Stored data
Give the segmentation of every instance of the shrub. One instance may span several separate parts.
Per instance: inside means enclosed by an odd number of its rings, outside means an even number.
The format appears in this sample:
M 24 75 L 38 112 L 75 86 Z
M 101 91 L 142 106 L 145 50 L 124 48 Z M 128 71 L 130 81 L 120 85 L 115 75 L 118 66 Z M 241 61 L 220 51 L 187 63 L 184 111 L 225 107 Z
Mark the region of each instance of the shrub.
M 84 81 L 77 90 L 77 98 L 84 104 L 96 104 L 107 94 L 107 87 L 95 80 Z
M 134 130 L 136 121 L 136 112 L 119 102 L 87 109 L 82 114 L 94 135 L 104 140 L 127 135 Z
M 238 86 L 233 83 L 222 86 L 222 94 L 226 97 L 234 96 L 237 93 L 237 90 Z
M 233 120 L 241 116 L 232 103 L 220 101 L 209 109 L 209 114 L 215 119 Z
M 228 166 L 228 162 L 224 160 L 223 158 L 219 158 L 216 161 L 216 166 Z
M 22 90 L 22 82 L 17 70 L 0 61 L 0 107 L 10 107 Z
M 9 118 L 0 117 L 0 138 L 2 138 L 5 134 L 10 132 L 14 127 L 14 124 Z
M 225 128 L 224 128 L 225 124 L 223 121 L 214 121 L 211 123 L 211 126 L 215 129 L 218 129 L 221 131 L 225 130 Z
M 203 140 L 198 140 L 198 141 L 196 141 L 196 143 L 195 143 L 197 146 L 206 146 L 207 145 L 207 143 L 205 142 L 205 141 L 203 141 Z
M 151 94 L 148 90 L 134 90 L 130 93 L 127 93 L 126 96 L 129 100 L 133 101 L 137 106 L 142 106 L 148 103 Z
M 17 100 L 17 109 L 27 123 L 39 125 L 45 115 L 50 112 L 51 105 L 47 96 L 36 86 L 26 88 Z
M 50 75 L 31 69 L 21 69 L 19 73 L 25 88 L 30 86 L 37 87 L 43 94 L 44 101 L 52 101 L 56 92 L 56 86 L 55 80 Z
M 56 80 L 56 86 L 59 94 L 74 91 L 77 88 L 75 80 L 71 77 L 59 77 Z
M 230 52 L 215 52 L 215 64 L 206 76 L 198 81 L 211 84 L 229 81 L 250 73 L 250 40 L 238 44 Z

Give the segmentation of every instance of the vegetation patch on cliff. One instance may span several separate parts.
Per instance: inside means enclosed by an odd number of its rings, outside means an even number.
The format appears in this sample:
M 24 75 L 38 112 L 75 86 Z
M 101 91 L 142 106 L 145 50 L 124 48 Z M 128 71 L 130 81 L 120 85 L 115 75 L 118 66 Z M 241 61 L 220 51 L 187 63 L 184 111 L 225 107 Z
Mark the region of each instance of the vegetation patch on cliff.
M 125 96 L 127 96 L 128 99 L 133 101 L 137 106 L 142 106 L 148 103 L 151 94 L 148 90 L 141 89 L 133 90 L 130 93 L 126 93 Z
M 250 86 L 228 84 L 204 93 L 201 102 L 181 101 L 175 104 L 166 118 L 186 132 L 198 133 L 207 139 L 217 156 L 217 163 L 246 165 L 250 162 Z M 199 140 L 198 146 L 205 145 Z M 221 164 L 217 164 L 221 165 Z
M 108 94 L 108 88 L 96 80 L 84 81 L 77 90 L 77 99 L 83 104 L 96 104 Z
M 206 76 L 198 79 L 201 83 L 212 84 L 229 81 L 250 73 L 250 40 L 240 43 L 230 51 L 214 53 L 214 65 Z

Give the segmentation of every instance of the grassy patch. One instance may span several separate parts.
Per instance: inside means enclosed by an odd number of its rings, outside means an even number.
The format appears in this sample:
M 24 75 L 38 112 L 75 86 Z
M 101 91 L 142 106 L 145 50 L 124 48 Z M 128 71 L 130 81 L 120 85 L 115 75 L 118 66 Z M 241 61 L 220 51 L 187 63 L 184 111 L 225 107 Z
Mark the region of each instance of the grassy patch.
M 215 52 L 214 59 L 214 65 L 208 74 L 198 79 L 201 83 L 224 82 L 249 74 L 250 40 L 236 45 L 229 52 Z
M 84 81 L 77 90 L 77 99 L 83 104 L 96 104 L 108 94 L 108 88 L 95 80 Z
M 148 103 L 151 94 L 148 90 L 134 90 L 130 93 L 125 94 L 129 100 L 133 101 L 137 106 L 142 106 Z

■ Task ■
The answer must consist of every line in the records above that contains the word "several".

■ Result of this exercise ■
Give the segmentation of every instance of the shrub. One instance may span several separate parts.
Give the segmentation of every instance of the vegetation patch on cliff. One instance may span several separate parts.
Give the segmentation of every instance of the grassy patch. One instance may span several separate parts.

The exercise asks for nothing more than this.